Required work: Can you reproduce the rows from the line with "Query: thin cloud" through the end of the rows, requests included, but with every point coordinate in the answers scaled by 2.35 and rounded to whole numbers, halves rounded up? Give only those lines.

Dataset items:
************

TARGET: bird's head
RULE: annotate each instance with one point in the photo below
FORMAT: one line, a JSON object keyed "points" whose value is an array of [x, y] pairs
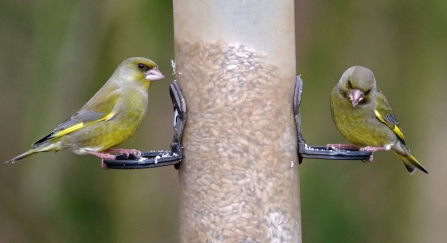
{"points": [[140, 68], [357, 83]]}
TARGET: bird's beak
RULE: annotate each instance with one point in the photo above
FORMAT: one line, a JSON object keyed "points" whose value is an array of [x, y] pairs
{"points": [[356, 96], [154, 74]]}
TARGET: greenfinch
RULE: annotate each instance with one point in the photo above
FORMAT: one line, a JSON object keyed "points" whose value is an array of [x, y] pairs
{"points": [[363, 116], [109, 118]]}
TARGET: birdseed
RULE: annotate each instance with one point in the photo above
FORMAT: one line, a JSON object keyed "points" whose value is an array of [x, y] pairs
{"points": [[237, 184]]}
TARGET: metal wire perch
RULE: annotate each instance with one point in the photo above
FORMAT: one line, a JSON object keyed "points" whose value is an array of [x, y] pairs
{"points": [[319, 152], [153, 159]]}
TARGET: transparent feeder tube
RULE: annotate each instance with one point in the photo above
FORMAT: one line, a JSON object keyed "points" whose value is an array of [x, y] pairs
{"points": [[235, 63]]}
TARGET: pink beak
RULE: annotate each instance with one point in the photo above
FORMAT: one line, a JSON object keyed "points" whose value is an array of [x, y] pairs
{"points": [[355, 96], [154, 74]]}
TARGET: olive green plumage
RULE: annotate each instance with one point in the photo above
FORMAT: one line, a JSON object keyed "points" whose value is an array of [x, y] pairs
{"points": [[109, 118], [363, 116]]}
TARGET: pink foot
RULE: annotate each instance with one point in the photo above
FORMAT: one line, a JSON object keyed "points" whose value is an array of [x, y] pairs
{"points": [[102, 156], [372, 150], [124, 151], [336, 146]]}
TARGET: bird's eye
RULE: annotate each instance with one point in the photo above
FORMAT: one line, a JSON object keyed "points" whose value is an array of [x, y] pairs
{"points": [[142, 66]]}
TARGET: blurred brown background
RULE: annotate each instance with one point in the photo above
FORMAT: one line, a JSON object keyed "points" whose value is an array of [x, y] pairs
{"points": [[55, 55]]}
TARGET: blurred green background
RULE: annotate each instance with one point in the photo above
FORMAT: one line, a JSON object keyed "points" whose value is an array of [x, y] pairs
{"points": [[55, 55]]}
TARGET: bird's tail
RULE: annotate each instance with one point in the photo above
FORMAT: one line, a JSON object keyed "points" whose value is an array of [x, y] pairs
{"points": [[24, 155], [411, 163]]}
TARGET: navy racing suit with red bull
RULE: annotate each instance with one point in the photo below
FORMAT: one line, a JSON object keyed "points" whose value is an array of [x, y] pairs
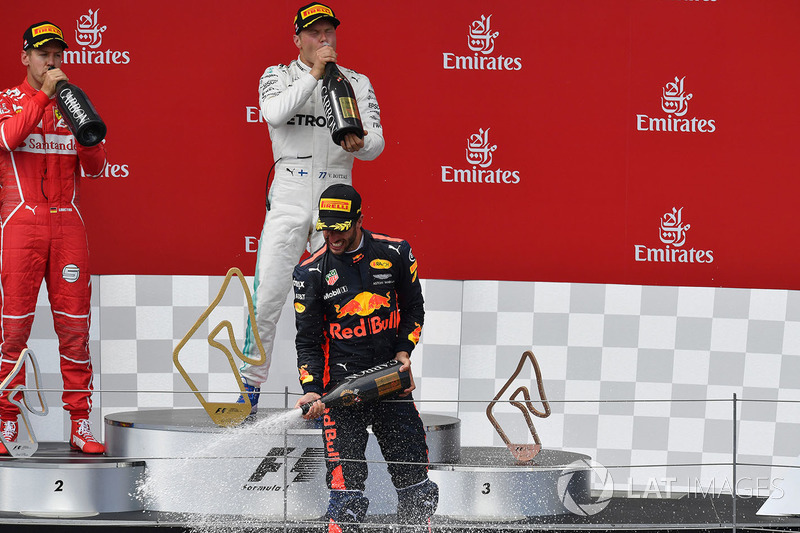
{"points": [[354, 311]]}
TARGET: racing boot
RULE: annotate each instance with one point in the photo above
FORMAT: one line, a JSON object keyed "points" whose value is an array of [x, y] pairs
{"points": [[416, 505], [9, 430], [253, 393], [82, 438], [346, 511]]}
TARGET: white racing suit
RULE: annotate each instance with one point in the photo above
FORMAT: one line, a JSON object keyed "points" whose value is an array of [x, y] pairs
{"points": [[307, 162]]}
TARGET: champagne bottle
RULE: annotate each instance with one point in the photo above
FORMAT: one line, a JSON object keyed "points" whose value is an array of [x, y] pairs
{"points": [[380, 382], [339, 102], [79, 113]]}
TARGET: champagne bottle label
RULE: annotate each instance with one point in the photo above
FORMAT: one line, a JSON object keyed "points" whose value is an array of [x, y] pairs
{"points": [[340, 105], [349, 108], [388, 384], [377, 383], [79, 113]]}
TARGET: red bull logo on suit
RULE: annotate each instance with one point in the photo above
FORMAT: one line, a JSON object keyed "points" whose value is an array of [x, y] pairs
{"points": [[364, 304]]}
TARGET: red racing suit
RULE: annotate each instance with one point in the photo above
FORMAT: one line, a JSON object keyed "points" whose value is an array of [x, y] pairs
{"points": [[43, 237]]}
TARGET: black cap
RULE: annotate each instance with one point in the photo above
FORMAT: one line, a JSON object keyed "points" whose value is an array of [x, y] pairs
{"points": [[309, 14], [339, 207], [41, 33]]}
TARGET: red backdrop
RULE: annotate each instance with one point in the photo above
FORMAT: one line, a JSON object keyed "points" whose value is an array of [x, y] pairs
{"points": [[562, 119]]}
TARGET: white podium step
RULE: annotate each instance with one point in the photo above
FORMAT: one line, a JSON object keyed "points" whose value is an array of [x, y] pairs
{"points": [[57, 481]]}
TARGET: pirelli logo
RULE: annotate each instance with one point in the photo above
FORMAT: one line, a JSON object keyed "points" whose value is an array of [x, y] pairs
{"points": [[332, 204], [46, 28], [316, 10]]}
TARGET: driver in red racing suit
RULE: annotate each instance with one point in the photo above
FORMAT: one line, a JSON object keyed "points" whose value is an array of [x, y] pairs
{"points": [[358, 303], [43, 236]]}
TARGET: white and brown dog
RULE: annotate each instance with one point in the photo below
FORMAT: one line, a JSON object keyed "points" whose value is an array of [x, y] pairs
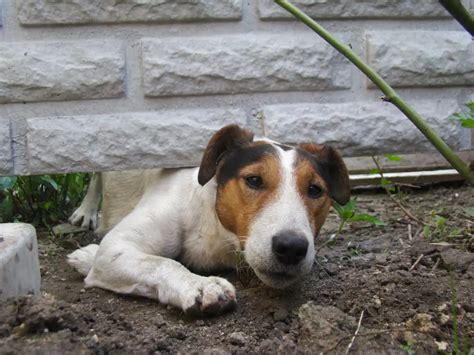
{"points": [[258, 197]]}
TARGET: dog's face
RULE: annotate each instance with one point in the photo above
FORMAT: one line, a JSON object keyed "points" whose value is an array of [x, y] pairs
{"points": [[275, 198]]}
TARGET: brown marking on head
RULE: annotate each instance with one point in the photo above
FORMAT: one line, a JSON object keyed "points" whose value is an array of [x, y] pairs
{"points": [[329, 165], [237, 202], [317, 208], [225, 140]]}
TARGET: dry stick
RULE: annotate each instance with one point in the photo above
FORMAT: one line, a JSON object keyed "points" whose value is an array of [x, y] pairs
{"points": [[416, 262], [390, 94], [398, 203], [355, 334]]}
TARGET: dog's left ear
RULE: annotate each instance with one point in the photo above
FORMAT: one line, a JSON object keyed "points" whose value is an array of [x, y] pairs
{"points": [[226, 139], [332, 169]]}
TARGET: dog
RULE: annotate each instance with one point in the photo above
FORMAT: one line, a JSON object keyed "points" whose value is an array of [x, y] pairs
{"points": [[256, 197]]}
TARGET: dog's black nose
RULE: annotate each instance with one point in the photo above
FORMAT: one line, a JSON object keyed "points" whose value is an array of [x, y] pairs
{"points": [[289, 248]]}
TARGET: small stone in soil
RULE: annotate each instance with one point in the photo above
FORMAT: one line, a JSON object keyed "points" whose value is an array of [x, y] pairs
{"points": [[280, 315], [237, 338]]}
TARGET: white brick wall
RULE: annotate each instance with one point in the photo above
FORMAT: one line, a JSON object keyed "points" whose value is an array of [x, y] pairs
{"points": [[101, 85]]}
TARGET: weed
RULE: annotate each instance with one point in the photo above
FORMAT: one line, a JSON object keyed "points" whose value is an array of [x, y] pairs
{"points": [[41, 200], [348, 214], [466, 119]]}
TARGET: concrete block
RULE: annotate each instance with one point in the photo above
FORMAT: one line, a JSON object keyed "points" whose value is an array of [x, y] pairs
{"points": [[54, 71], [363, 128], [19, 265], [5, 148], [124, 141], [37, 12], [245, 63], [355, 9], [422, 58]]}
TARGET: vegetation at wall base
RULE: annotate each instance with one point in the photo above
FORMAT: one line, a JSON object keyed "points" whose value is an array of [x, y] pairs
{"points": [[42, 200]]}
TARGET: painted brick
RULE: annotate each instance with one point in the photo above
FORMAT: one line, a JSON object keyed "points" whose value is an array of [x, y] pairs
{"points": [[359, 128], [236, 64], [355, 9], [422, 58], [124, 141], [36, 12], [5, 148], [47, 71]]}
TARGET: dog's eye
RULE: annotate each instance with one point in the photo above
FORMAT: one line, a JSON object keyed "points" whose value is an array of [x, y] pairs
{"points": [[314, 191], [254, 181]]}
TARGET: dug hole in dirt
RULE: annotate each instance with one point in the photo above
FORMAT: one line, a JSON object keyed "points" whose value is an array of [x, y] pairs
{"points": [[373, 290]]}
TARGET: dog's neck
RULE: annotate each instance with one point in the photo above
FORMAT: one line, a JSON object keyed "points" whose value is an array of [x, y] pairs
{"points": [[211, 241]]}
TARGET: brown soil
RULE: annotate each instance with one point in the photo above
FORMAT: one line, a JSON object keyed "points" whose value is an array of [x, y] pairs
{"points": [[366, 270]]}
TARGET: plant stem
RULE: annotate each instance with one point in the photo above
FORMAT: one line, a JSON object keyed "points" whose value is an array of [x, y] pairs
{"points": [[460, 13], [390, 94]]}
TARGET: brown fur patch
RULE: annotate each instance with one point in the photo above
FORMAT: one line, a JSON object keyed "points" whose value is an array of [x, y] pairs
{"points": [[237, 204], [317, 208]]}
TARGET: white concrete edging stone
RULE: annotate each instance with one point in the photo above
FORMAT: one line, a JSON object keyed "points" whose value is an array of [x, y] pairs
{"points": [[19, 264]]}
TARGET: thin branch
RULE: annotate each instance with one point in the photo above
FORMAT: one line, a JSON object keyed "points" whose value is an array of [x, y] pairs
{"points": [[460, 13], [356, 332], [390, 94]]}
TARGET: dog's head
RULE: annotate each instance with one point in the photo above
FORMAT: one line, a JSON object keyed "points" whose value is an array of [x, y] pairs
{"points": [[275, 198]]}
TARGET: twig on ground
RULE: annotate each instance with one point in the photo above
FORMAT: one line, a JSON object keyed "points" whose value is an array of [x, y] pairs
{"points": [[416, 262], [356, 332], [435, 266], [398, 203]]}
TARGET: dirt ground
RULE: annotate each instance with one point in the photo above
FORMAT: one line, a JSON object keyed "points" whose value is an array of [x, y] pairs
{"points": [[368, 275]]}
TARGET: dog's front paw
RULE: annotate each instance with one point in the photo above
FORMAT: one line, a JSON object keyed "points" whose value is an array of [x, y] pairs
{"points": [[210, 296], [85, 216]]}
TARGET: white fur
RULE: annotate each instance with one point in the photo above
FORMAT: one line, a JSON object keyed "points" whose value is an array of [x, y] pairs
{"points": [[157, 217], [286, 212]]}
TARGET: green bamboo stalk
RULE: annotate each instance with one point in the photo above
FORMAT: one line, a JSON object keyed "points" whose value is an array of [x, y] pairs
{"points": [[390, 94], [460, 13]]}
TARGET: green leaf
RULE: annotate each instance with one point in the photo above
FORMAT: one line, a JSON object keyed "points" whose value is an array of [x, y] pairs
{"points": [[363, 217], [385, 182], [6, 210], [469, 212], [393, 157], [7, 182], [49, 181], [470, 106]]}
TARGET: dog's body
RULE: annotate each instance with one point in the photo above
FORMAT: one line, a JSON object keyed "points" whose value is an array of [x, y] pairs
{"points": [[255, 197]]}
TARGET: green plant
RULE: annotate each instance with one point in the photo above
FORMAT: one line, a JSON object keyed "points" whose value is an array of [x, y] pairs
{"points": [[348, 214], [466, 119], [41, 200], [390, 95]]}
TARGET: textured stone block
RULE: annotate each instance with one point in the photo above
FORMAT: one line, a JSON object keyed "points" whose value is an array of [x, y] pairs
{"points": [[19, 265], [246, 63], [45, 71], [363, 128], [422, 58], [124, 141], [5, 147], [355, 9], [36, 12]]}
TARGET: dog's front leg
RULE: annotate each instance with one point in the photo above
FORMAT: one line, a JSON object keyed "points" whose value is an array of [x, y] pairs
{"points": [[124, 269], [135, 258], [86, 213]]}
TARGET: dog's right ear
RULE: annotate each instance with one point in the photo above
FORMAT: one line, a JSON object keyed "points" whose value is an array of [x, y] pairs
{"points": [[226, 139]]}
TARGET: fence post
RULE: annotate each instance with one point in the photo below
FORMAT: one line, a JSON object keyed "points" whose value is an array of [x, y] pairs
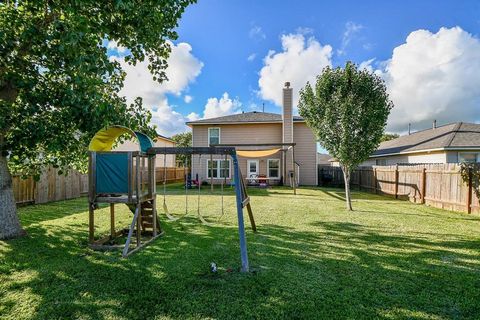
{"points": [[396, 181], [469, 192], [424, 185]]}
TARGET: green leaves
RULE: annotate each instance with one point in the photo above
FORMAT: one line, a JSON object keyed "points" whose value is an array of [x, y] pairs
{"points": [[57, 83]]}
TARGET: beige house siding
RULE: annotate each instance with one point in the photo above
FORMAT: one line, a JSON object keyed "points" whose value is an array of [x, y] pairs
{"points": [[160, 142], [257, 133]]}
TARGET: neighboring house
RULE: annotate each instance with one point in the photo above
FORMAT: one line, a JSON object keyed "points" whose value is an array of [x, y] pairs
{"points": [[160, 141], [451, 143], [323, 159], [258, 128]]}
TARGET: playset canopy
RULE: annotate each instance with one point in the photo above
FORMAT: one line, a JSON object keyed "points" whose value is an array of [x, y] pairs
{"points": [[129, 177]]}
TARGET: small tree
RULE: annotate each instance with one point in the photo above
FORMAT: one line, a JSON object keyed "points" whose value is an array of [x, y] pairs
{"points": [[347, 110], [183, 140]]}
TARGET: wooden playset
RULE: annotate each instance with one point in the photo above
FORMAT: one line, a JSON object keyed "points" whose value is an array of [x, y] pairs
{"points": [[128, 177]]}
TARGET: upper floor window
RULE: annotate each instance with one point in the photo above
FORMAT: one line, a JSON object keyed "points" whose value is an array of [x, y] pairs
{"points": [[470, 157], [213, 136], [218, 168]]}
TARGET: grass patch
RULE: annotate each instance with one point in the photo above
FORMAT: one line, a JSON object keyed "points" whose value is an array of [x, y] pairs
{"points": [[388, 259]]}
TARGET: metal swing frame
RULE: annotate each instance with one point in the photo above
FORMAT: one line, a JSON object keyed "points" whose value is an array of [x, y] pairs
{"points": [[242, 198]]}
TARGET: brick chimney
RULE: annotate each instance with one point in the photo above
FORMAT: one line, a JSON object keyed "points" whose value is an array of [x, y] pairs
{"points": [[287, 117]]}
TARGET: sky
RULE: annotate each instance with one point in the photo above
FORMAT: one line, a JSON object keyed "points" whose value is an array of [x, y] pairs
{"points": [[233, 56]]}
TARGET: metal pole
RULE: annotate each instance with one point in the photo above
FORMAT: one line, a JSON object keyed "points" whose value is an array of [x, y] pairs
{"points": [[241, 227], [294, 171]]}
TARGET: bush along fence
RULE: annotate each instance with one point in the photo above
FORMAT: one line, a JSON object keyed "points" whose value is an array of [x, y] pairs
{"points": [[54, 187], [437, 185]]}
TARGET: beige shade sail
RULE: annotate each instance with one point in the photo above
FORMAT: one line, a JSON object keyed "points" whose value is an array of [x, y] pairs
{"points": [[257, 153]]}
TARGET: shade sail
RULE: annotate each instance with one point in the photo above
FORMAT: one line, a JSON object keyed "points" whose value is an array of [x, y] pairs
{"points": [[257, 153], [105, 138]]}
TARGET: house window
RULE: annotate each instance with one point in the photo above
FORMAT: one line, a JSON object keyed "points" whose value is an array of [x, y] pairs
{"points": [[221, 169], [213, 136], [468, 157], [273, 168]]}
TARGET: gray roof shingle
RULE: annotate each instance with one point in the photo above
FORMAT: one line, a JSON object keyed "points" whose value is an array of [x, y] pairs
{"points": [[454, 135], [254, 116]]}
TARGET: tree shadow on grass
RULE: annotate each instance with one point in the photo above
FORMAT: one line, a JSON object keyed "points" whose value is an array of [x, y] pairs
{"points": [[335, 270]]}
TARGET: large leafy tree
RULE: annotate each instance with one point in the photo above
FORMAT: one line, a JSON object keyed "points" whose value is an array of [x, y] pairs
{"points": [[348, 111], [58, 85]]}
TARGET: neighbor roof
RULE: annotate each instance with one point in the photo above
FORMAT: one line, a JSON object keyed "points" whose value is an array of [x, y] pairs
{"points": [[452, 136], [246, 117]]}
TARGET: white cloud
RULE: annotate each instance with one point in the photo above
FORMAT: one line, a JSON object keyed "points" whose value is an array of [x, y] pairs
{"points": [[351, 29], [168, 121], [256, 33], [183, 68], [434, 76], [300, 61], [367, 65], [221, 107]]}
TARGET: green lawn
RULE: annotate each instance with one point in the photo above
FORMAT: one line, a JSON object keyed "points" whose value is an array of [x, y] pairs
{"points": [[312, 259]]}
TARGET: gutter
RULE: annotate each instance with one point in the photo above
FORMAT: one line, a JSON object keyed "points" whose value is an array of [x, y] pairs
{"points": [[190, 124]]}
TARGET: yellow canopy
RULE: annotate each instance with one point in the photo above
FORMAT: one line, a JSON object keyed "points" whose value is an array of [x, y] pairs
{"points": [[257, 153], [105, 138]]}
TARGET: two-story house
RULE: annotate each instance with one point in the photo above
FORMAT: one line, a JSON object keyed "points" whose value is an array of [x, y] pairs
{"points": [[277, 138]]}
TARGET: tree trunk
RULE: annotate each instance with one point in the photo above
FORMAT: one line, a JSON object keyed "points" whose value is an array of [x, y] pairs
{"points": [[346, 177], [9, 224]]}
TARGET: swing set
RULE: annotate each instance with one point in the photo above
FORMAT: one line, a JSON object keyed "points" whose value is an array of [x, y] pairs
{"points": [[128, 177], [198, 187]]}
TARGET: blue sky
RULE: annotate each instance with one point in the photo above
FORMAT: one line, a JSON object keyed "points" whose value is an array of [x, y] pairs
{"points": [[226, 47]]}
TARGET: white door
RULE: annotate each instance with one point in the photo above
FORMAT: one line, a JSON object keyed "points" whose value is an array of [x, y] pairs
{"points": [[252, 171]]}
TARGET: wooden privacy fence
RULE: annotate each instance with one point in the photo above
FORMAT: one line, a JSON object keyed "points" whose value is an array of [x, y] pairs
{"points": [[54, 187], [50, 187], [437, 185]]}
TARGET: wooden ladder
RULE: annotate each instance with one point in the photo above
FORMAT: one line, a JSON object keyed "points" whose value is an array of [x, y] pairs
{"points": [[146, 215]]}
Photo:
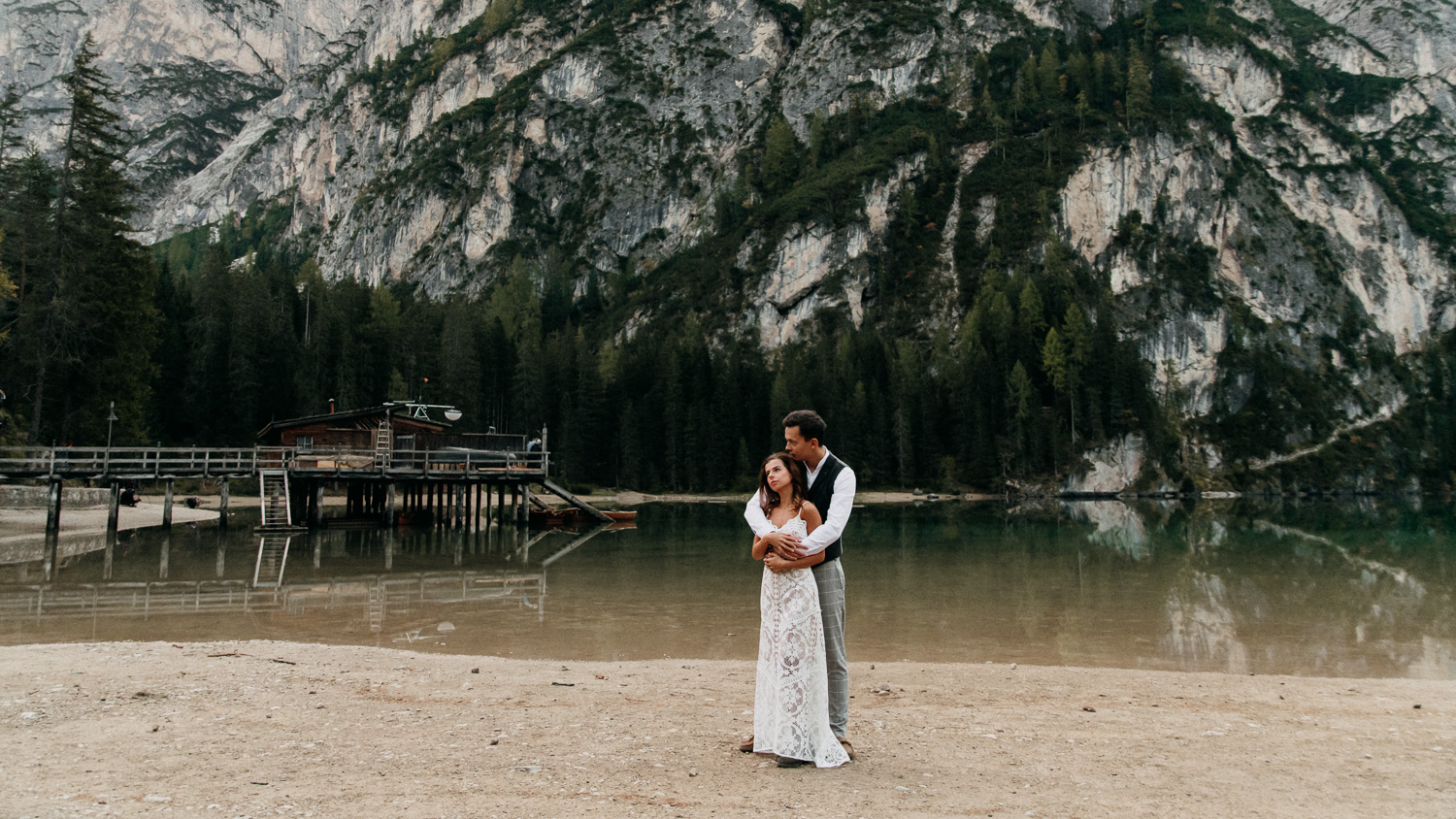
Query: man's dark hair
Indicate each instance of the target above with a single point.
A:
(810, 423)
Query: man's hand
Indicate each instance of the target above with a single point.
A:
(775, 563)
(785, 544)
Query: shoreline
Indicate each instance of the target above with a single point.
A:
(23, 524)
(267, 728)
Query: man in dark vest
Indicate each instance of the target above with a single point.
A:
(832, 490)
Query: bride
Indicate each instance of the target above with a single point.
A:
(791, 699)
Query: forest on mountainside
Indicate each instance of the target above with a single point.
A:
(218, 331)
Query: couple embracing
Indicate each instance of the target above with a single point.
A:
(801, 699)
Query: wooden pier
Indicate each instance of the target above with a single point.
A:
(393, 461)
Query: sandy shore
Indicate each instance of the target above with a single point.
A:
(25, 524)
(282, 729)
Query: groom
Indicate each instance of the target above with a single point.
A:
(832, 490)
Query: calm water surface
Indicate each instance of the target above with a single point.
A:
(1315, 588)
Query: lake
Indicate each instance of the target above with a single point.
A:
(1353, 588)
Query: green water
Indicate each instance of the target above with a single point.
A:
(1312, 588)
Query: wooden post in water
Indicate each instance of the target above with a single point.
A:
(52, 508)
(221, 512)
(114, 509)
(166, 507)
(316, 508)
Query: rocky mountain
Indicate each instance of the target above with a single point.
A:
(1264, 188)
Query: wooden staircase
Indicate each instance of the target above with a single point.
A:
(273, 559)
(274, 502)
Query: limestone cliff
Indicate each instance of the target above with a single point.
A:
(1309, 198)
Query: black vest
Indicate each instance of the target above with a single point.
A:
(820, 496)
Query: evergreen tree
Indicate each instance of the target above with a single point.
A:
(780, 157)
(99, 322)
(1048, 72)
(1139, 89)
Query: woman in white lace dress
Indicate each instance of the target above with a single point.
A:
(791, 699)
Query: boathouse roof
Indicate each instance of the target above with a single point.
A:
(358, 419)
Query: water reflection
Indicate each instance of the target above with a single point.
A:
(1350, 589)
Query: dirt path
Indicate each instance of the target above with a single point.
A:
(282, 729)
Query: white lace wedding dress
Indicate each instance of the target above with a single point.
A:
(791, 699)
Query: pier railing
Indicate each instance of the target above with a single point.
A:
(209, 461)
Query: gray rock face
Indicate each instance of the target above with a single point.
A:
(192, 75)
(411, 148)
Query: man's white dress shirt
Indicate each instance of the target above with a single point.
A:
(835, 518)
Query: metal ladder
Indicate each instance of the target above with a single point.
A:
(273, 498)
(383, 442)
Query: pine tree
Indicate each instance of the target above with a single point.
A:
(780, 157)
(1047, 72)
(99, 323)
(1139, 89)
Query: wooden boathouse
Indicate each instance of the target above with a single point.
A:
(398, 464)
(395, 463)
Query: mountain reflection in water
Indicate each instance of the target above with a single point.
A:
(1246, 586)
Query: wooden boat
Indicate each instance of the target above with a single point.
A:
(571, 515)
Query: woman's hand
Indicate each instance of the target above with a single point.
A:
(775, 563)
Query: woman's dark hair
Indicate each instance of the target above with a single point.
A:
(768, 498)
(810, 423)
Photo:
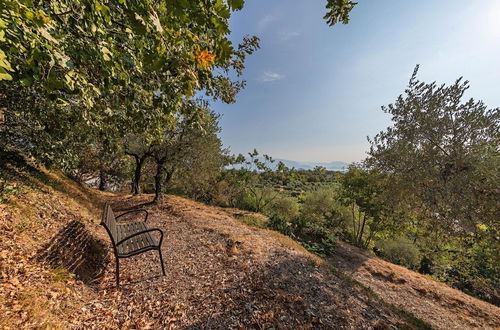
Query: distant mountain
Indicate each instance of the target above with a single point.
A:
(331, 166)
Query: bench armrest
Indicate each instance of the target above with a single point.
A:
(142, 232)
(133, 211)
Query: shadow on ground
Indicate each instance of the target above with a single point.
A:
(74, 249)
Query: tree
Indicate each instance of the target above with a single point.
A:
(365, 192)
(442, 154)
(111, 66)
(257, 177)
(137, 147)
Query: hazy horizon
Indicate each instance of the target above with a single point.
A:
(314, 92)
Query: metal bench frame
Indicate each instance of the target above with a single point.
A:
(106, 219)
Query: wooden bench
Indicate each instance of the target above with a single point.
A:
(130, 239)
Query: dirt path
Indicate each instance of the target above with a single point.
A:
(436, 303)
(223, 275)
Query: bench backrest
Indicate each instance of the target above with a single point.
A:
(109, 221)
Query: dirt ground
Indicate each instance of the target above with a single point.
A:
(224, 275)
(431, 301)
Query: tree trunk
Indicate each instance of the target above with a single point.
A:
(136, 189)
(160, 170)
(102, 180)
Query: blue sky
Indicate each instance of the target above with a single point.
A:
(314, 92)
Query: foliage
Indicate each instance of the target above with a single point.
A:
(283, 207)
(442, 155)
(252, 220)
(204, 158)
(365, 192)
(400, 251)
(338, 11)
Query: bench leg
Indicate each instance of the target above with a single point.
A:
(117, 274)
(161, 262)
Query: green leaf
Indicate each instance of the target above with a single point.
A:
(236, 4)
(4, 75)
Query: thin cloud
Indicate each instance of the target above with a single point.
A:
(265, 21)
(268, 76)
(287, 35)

************

Full response:
Query: thin cloud
Indicate each instance of the target above with a single point.
A:
(623, 49)
(630, 179)
(674, 82)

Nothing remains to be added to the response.